Retype, word for word, every line starting at the line with "of the black" and ending with the final line of the entries; skip the pictures.
Begin RECORDS FOR PROCESSING
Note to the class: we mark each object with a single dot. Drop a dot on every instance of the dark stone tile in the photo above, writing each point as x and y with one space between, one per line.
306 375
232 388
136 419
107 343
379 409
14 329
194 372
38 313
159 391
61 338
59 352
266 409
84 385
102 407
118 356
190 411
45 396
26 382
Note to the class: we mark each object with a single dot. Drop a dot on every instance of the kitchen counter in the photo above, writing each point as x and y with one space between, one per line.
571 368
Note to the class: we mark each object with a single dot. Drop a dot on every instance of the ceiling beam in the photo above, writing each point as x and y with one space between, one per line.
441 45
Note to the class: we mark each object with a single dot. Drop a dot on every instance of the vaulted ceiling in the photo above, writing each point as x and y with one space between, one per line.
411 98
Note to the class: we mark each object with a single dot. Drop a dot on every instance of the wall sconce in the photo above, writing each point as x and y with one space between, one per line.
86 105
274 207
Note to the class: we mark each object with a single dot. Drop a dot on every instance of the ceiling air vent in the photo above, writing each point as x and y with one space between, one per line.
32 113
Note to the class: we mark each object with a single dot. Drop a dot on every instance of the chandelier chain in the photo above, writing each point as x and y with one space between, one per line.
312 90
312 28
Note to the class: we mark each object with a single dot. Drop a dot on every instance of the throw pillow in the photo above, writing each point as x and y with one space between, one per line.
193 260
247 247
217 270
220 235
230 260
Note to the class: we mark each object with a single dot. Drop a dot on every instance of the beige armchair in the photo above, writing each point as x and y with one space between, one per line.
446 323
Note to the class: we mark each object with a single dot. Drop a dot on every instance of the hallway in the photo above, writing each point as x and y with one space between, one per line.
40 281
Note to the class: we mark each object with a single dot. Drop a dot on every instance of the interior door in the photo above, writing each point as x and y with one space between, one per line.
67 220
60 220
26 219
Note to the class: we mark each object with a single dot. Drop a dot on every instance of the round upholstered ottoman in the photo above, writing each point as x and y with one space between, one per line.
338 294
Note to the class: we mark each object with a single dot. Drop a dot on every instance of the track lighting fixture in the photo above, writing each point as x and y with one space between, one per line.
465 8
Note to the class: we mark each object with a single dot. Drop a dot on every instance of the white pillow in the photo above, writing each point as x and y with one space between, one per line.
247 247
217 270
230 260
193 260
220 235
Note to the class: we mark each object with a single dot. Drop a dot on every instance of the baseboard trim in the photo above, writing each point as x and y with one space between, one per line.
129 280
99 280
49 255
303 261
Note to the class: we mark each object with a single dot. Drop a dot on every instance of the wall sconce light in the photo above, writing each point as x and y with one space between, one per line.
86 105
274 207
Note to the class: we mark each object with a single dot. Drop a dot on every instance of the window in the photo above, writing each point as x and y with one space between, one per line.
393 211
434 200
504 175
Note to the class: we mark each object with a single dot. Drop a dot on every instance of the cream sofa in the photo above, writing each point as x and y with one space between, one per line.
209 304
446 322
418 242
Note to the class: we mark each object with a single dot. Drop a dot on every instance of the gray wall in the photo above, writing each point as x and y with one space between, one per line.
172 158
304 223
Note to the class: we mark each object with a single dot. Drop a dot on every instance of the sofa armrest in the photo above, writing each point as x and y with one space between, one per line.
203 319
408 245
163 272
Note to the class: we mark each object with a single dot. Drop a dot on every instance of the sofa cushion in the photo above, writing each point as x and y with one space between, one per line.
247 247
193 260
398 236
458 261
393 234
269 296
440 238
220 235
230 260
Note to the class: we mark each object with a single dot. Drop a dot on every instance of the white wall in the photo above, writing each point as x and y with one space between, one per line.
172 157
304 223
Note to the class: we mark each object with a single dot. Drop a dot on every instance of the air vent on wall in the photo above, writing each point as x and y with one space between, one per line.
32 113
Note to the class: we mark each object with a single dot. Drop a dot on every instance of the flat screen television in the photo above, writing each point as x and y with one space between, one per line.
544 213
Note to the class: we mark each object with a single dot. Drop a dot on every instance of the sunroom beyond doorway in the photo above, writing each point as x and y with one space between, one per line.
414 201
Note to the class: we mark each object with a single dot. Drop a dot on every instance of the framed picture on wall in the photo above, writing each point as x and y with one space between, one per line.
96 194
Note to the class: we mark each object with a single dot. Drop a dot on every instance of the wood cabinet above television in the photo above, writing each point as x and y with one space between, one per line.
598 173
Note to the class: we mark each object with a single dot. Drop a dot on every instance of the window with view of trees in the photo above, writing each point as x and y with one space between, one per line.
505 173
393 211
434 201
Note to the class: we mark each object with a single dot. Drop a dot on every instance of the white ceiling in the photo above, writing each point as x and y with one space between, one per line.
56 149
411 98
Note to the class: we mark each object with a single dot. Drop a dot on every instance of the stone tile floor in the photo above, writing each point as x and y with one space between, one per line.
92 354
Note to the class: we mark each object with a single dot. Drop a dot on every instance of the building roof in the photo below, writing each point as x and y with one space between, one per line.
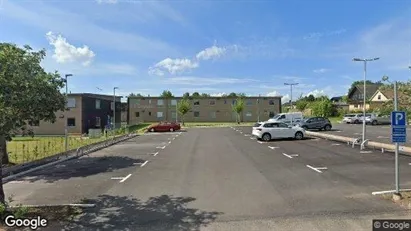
371 88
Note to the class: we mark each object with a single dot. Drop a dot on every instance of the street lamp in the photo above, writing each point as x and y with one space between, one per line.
291 96
66 123
364 94
397 177
114 107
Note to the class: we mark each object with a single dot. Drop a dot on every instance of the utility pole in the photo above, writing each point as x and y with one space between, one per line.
114 107
66 122
364 95
291 96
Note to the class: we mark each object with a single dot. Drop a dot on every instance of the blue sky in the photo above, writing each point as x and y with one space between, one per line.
214 46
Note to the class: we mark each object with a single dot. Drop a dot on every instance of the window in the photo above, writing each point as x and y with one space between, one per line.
282 125
98 121
34 123
71 122
271 114
71 102
98 104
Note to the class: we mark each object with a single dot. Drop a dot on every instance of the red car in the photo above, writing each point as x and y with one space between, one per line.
164 127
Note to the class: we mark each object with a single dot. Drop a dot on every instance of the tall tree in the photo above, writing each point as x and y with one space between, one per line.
183 107
27 93
238 107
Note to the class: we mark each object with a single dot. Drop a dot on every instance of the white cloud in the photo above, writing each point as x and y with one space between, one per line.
211 52
218 94
64 52
203 81
173 66
107 1
321 70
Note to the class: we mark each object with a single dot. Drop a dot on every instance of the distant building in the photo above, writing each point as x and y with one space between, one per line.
84 111
203 109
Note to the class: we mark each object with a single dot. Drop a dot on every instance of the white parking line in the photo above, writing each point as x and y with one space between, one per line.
317 169
125 178
143 164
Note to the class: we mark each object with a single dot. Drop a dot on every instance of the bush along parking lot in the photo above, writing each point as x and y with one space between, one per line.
26 149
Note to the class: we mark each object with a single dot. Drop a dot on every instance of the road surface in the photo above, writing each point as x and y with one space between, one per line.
221 179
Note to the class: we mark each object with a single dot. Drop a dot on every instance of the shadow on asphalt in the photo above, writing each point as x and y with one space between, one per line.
163 212
83 167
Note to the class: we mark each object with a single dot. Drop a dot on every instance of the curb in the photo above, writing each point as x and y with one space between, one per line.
354 141
79 153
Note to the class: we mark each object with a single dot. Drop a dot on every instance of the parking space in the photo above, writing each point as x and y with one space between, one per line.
370 170
89 175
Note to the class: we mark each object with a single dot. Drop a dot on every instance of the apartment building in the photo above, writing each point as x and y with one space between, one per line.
84 111
209 109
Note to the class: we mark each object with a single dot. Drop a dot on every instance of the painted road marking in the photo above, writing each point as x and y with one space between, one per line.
290 156
142 165
317 169
125 178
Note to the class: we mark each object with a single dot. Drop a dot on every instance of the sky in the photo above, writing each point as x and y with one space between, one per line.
214 46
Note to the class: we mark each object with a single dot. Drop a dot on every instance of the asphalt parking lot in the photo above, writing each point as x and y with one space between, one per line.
221 179
378 133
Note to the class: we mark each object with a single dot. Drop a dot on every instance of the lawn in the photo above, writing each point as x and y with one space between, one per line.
25 149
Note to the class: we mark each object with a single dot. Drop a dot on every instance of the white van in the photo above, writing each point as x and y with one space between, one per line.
287 117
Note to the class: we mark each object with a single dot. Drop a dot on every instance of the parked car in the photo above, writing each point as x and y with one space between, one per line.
319 123
374 119
352 118
288 117
164 127
276 130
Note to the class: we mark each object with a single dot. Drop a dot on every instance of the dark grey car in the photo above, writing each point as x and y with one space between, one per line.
320 123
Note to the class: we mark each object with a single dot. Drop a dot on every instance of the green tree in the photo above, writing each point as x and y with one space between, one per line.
183 107
27 93
196 95
238 107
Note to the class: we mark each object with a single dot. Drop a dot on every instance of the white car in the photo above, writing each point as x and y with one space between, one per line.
277 130
352 118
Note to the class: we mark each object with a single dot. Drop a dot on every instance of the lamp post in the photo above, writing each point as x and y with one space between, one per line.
66 123
397 175
364 94
291 96
114 107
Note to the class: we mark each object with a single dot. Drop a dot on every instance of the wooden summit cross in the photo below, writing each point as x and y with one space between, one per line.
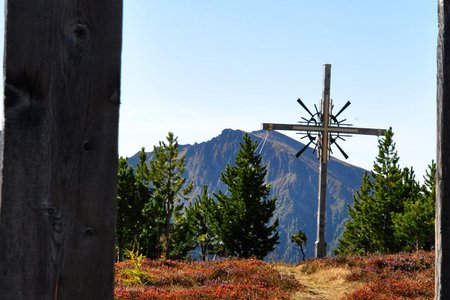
328 129
59 172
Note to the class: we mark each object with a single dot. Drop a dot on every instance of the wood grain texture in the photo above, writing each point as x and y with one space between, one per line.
443 155
58 196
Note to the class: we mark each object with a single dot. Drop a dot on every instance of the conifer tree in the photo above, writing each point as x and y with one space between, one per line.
299 238
244 212
129 208
415 225
152 212
170 188
382 195
200 218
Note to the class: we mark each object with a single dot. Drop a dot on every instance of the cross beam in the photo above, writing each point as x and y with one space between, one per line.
324 129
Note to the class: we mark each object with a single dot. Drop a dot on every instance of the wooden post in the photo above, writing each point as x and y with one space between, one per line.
58 195
442 276
320 250
324 127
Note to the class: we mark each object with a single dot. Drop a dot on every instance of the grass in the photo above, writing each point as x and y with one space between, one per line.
225 279
389 277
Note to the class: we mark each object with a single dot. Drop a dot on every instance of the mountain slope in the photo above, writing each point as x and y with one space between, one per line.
294 181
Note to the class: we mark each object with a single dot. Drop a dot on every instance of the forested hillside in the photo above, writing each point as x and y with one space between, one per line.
294 182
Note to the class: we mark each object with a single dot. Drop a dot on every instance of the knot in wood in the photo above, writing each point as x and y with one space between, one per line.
89 231
77 35
87 146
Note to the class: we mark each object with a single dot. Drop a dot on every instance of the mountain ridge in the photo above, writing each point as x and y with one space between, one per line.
294 182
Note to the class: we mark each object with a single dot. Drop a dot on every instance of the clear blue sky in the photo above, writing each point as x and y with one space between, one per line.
195 67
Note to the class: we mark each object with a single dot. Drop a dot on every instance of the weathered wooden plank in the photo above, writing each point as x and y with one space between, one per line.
62 87
443 154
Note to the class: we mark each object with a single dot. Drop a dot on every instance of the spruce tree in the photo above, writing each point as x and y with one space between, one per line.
152 212
170 188
299 238
129 208
415 225
382 195
244 212
200 218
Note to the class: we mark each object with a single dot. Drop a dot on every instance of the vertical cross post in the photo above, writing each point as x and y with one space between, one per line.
59 173
442 276
324 138
324 128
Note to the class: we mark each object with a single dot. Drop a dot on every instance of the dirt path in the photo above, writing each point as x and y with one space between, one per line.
321 284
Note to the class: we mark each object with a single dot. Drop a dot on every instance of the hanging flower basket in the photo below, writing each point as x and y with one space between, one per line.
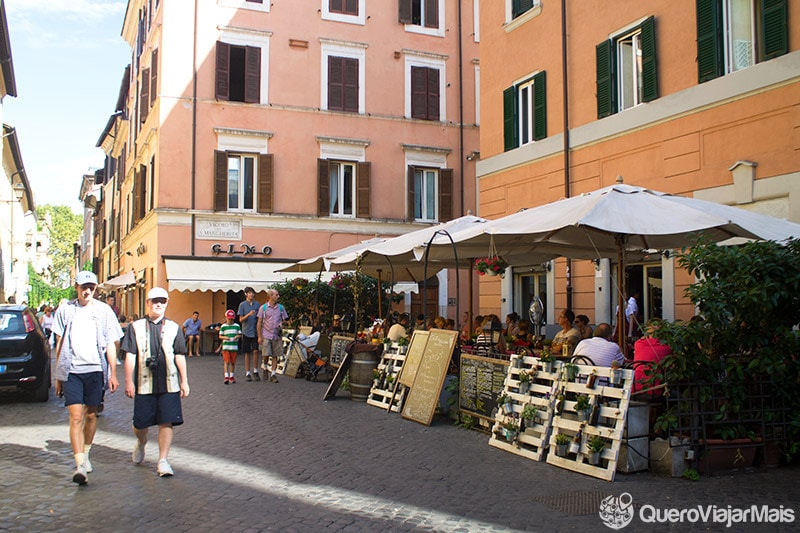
491 266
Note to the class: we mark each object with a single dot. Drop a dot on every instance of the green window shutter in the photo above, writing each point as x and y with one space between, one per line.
605 78
709 45
510 131
539 106
649 70
775 28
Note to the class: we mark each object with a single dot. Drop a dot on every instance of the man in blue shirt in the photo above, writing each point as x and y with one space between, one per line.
248 318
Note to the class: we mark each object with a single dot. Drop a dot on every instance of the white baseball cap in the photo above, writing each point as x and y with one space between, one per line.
84 277
157 292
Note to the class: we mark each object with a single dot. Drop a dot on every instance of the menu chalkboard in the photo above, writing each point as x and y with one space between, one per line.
424 394
338 344
480 383
413 357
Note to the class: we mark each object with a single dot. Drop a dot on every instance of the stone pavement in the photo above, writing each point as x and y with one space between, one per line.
258 456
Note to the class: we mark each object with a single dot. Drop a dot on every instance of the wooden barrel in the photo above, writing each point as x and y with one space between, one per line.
361 374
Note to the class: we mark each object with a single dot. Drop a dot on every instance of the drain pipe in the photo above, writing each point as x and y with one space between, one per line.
565 88
194 130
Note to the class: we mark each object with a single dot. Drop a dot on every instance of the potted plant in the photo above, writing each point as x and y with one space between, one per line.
529 413
491 266
524 381
562 442
547 360
595 445
583 407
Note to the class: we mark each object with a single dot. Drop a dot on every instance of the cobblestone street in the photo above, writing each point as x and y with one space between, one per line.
258 456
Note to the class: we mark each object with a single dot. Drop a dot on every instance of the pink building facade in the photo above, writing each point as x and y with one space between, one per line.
249 135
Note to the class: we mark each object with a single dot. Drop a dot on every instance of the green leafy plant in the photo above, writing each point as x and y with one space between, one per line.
596 443
563 438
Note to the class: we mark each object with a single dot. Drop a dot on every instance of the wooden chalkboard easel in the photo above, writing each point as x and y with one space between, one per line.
336 382
421 400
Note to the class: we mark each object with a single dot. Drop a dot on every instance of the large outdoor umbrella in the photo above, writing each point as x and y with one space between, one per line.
616 220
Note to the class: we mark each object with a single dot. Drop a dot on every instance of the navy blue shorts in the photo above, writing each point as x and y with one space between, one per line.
157 409
249 344
83 389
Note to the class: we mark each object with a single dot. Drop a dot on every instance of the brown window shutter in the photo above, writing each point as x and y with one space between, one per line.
266 182
144 95
410 214
350 85
405 11
431 14
153 77
433 94
222 84
335 83
445 194
362 190
220 180
323 174
252 74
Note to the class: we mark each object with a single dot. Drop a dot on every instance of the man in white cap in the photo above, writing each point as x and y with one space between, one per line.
86 331
155 377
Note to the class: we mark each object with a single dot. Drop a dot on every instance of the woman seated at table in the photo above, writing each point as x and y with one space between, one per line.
569 335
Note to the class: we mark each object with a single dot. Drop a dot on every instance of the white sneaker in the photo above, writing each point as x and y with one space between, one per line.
164 469
80 476
138 453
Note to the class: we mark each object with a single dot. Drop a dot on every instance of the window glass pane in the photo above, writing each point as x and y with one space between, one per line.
334 191
418 194
347 189
249 180
233 182
740 26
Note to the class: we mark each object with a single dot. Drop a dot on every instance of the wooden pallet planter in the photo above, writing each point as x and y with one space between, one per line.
531 441
613 402
391 397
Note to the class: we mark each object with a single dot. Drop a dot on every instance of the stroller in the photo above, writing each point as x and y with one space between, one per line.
312 364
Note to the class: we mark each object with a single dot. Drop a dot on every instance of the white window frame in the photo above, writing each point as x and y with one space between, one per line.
420 28
429 60
733 48
257 38
359 19
353 50
244 4
629 70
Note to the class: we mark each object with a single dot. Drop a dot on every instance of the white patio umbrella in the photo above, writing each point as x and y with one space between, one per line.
616 220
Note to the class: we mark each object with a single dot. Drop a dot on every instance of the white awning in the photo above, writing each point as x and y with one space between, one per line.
120 281
203 274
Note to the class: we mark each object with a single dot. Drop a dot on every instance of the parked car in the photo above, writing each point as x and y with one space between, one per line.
24 352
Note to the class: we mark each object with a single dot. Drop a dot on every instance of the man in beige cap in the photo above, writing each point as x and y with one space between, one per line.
155 377
86 331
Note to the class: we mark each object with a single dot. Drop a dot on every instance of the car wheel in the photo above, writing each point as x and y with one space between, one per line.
42 392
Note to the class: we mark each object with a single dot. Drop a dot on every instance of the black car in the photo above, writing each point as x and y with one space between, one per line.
24 352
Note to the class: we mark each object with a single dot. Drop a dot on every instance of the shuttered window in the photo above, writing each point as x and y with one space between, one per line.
626 74
732 35
425 93
525 112
343 84
238 73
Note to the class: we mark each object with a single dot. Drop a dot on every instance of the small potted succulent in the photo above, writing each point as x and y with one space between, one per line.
583 407
595 445
562 443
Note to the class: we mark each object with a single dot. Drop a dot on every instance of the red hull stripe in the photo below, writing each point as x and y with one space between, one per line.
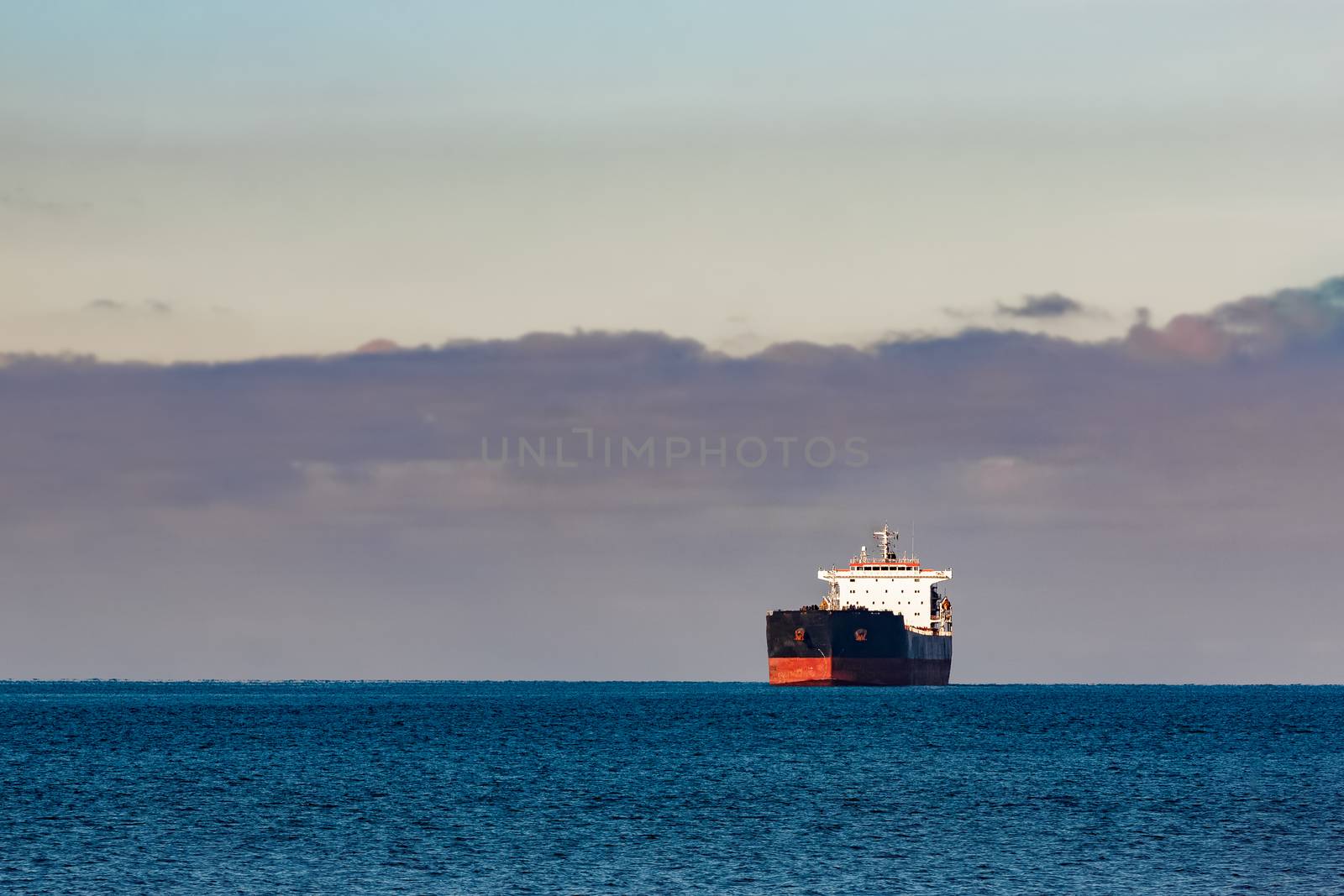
858 671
End RECORDS FOR PROCESSING
=== FINISHED TASK ===
Note to the class: we mark each object with a single dot. Drop a dot on every instance of the black car in the photo above, writing each point as x and y with one space between, one per line.
24 352
Note to the class: we mark each object with a single dot. Drop a dot on every instance of the shuttered window in the photo above, writing each point as x and y with one space between, one per line.
626 74
732 35
425 93
525 112
343 84
238 73
Note to the class: we mark each object with a single dot. Drop a dot on every instance of the small potted succulent in the photo above, writing each point as x and y with one space between, one per line.
583 407
595 445
562 443
Note to the class: we mark each object with a single dot. Drop a dot on every instance of the red hull stripe in the photo below, writing each point as x and y with one space between, one per line.
858 671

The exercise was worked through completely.